## Bloco de texto
# # #
Cresci na Tijuca, um bairro da zona norte do Rio de Janeiro rodeado de cinemas por todos os lados. Ser tijucano da geração dos anos 1970 significava cumprir um destino: tornar-se um cinéfilo.
 
Carioca, América, Tijuca, Bruni-Tijuca, Art-Palácio, Studio Tijuca, Cooper Tijuca, Olinda, Tijuca-Palace, Cinema 3, Comodoro e por aí vai... Criança, levado por meu pai, descobri o prazer das salas refrigeradas assistindo às matinês de Tom e Jerry no Art-Palácio. Nessas salas eu ri, escondi lágrimas, me entusiasmei, levei sustos, firmei amizades e povoei a minha solidão com os sonhos que transbordavam das telas. Hoje, a lembrança mais viva de um tijucano de meia idade é ter vivido numa filial de Hollywood.
 
Com o passar do tempo, o advento dos shoppings e a evolução da tecnologia empurraram as grandes salas de rua para o abismo. Aos poucos, todos os cinemas do bairro arriaram as portas – em sua maioria viraram igrejas. Minhas referências mais fortes foram varridas da Praça Saenz Peña. No fim, não sobrou nada. Os cinemas da Tijuca migraram em blocos para dentro dos claustrofóbicos corredores dos shoppings.
# # #
## Conteúdo do conjunto
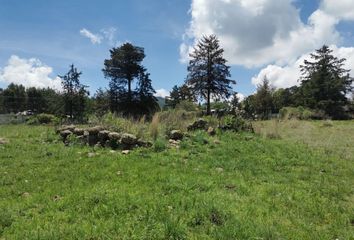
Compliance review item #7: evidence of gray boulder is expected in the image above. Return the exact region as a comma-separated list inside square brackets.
[120, 133, 138, 146]
[188, 118, 208, 131]
[169, 130, 183, 141]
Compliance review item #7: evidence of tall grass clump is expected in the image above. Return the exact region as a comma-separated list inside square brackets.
[150, 113, 160, 141]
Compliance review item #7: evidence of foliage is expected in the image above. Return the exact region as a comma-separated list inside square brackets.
[27, 113, 59, 125]
[103, 43, 159, 118]
[254, 77, 274, 120]
[279, 106, 328, 120]
[186, 35, 236, 114]
[221, 115, 253, 132]
[153, 138, 167, 152]
[59, 64, 89, 120]
[301, 45, 353, 119]
[166, 84, 197, 108]
[2, 83, 26, 113]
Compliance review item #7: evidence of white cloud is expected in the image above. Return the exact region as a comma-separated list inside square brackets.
[155, 88, 170, 98]
[0, 55, 61, 90]
[80, 28, 103, 44]
[180, 0, 340, 67]
[252, 45, 354, 88]
[80, 27, 120, 46]
[321, 0, 354, 20]
[237, 93, 246, 102]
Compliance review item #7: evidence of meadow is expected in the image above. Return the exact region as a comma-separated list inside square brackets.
[0, 120, 354, 240]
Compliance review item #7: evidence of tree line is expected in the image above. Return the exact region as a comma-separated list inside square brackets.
[0, 35, 353, 120]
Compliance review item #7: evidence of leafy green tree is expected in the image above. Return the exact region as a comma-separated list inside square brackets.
[26, 87, 45, 113]
[134, 70, 160, 116]
[93, 88, 109, 116]
[300, 45, 353, 118]
[166, 84, 197, 108]
[103, 43, 145, 112]
[240, 94, 257, 119]
[254, 77, 274, 119]
[59, 64, 89, 120]
[0, 88, 5, 113]
[186, 35, 236, 114]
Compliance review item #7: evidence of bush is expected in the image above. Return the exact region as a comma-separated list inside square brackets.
[176, 101, 198, 112]
[27, 113, 59, 125]
[221, 115, 253, 132]
[154, 138, 167, 152]
[279, 106, 328, 120]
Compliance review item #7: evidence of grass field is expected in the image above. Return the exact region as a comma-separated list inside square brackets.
[0, 121, 354, 240]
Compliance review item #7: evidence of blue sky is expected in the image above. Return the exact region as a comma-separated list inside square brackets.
[0, 0, 354, 98]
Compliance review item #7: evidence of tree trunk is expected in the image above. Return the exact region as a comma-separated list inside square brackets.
[128, 79, 132, 103]
[207, 89, 211, 115]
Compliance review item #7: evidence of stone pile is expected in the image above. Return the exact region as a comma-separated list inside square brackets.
[57, 125, 152, 150]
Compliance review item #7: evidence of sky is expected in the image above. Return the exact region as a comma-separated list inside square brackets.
[0, 0, 354, 97]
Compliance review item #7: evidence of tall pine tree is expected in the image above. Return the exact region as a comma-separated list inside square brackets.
[186, 35, 236, 114]
[59, 64, 88, 120]
[103, 43, 145, 115]
[300, 46, 353, 119]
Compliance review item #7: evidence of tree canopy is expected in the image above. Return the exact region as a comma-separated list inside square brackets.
[300, 45, 353, 118]
[186, 35, 236, 114]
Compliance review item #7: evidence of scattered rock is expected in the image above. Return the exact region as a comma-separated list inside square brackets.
[168, 139, 181, 148]
[108, 132, 122, 141]
[86, 126, 104, 135]
[60, 130, 73, 142]
[137, 139, 153, 148]
[98, 130, 110, 143]
[169, 130, 183, 140]
[73, 128, 85, 136]
[57, 125, 76, 133]
[208, 127, 216, 136]
[122, 150, 130, 155]
[120, 133, 138, 146]
[187, 118, 208, 131]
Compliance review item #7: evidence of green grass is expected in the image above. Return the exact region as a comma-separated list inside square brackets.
[0, 122, 354, 240]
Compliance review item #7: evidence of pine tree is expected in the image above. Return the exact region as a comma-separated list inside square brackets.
[300, 46, 353, 118]
[135, 69, 160, 116]
[59, 64, 88, 119]
[186, 35, 236, 114]
[103, 43, 145, 112]
[254, 77, 274, 119]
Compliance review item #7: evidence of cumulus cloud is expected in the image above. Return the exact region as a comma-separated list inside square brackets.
[321, 0, 354, 20]
[155, 88, 170, 98]
[80, 27, 120, 46]
[180, 0, 340, 67]
[252, 45, 354, 88]
[0, 55, 61, 90]
[80, 28, 103, 44]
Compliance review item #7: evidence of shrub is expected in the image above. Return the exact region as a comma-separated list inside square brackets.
[150, 113, 160, 141]
[27, 113, 59, 125]
[221, 115, 254, 132]
[176, 101, 198, 112]
[154, 138, 167, 152]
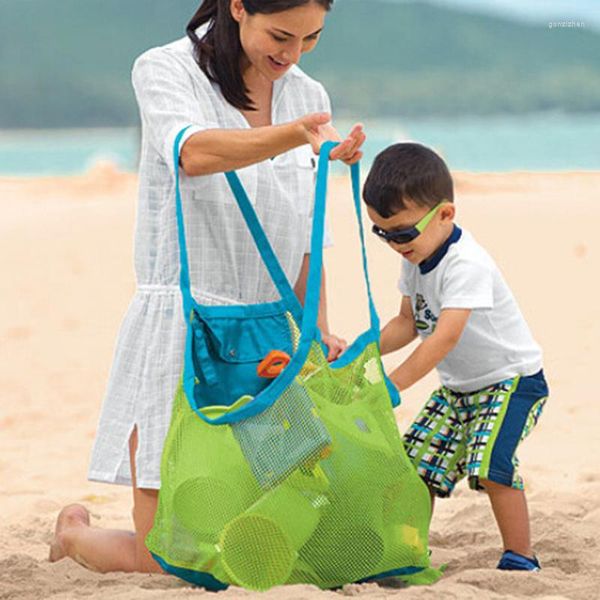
# # #
## Tarefa escrita 1
Reproduza literalmente o trecho do texto sobre os cinemas da Tijuca que vai de "Carioca, América, Tijuca, Bruni-Tijuca, Art-Palácio, Studio" até "filial de Hollywood.", incluindo essas palavras.
## Tarefa escrita 2
Resuma em duas frases o texto sobre os cinemas da Tijuca.
## Tarefa escrita 3
Traduza para o inglês esta frase do texto sobre os cinemas da Tijuca: "Aos poucos, todos os cinemas do bairro arriaram as portas – em sua maioria viraram igrejas."

## Resultado correto 1
Carioca, América, Tijuca, Bruni-Tijuca, Art-Palácio, Studio Tijuca, Cooper Tijuca, Olinda, Tijuca-Palace, Cinema 3, Comodoro e por aí vai... Criança, levado por meu pai, descobri o prazer das salas refrigeradas assistindo às matinês de Tom e Jerry no Art-Palácio. Nessas salas eu ri, escondi lágrimas, me entusiasmei, levei sustos, firmei amizades e povoei a minha solidão com os sonhos que transbordavam das telas. Hoje, a lembrança mais viva de um tijucano de meia idade é ter vivido numa filial de Hollywood.

## Resultado correto 2
Quem narra cresceu na Tijuca, bairro da zona norte do Rio de Janeiro rodeado de cinemas, e descobriu ainda na infância o prazer das salas do bairro, onde viveu alegrias, sustos e amizades. Com o tempo, os shoppings e a evolução da tecnologia levaram ao fechamento de todos os cinemas de rua do bairro, que em sua maioria viraram igrejas.

## Resultado correto 3
Little by little, all the movie theaters in the neighborhood closed their doors – most of them became churches.